Recorded data:

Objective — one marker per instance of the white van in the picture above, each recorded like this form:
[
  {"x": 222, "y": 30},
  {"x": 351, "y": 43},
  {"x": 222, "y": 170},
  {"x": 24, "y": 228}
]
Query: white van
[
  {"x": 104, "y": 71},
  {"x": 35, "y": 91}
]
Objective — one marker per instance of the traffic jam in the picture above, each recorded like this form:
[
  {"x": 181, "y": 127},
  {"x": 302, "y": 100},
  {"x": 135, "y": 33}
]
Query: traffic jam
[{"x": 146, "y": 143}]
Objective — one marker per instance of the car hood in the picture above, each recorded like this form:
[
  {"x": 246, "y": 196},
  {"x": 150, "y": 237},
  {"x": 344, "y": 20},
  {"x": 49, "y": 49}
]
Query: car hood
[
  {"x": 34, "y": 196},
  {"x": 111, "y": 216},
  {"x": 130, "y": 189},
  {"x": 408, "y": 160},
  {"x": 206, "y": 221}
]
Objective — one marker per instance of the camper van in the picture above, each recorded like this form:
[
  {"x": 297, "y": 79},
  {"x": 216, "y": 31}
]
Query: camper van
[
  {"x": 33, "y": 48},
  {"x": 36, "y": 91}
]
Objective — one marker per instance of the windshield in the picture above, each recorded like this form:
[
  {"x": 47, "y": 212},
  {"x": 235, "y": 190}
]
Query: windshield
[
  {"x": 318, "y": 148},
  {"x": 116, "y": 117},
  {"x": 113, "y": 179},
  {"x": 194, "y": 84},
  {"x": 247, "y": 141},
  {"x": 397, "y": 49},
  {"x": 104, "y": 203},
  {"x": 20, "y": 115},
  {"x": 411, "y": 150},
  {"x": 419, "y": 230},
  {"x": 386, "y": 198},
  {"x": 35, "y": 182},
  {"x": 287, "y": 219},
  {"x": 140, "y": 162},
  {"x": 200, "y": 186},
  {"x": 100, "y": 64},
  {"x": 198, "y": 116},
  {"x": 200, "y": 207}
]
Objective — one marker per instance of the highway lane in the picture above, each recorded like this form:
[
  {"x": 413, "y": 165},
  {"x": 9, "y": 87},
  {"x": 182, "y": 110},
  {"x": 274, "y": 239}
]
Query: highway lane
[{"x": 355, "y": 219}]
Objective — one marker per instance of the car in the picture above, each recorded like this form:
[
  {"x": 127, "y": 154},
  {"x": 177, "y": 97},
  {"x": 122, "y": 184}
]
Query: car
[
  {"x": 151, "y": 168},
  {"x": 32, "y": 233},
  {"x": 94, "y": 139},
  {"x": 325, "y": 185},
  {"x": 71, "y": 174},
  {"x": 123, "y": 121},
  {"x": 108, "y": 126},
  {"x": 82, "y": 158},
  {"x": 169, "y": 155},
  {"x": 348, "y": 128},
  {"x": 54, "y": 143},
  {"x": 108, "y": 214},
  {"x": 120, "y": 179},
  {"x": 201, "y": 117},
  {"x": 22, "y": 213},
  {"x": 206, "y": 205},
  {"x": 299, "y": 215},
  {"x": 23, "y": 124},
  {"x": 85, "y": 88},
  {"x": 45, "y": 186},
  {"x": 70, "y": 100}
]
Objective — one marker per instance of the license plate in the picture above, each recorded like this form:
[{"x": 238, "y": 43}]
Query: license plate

EXERCISE:
Using the records above, count every line that includes the word "plate", and state the number only.

WRITTEN SOLUTION:
2